SOURCE:
— Start —

Strategic Environmental Assessments (SEAs) aim to identify and mitigate environmental impacts resulting from the implementation of plans and programmes (e.g. county development plans, wind energy strategies). Environmental Impact Assessments (EIAs) aim to do the same for projects (e.g. residential or windfarm projects) before planning permission is given. In theory, SEAs should set the context for, and inform, EIAs so that environmental considerations trickle down for environmental protection on the ground. EIAs could also provide data for SEAs, enhancing the evidence-base for strategic assessments and decisions. However, in practice, the lack of communication and links between SEA and EIA impede achieving the benefits of tiering. SEA data are rarely used in EIAs; SEA alternatives are sometimes referred to in EIAs but could set a clearer structure; SEA mitigation measures are generally not written with EIAs in mind and are rarely referred to in EIA Reports; and EIA monitoring rarely feeds back to SEAs. This reduces the effectiveness and efficiency of both SEAs and EIAs.

— End —

DATA SECTION:
— Start —

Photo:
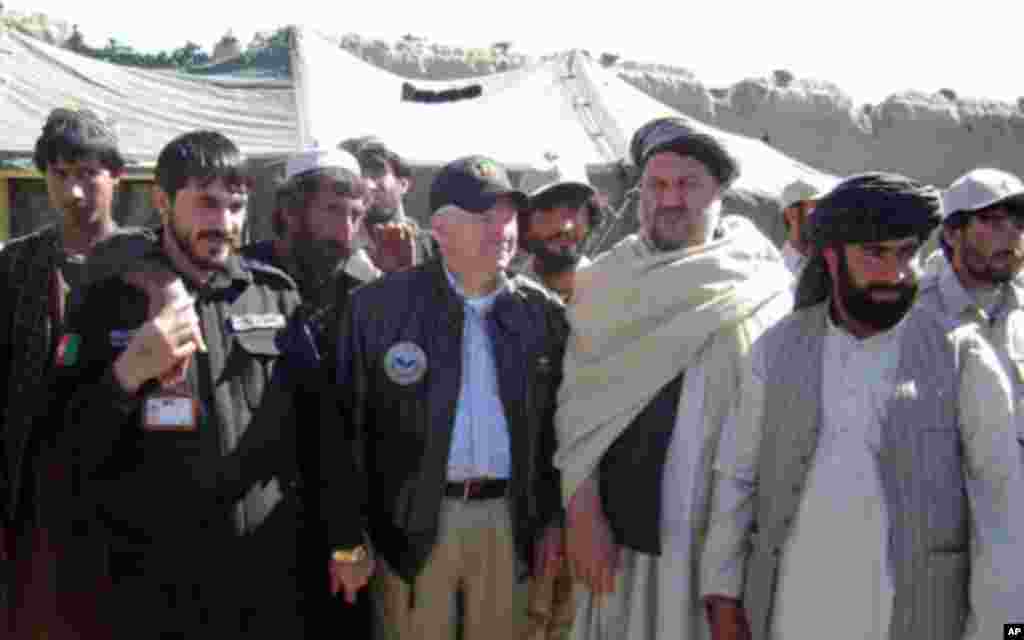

— End —

Pick up the piece on SEAs and EIAs after its last sentence and carry it on.

Informing Policy

Better tiering allows strategic-level alternatives and public concerns to be better addressed at the strategic scale, so that these issues do not need to be revisited for each subsequent project. It allows urgent issues such as climate change and biodiversity loss, which require a strategic response, to be better considered in individual projects. It can allow strategic decisions for large-scale development to be made early on – for instance protecting strategic development sites from inappropriate development. SEA may also be able to restrict the scope of subsequent EIAs, saving time and resources. Although this all involves more work at the SEA stage, it can reduce the workload at the EIA stage, and help to ensure that plans and environmental objectives are better implemented.

Developing Solutions

This Guidance on SEA-EIA Tiering aims to improve the links between SEA and EIA, using a range of good practice examples. It focuses on improving communication between SEA and EIA: getting SEA practitioners to write SEAs with EIAs in mind, and EIA practitioners to refer to SEAs in their EIA Reports. It shows how:

  • data can be better shared between SEA and EIA, for instance by using GIS;
  • SEA alternatives can better set a context for EIAs, and reduce the need for EIAs to consider strategic-level alternatives;
  • SEAs can set mitigation measures for strategic level and cumulative issues like climate change, which are more difficult to set on a project-by-project basis;
  • SEAs can help to determine what issues the EIAs should cover; and
  • project-level monitoring can feed back to future SEAs, improving the next round of plan-making.

It also identifies institutional issues that can set a context which restricts tiering, including ‘silo assessment’, lack of training, and restrictive legal requirements.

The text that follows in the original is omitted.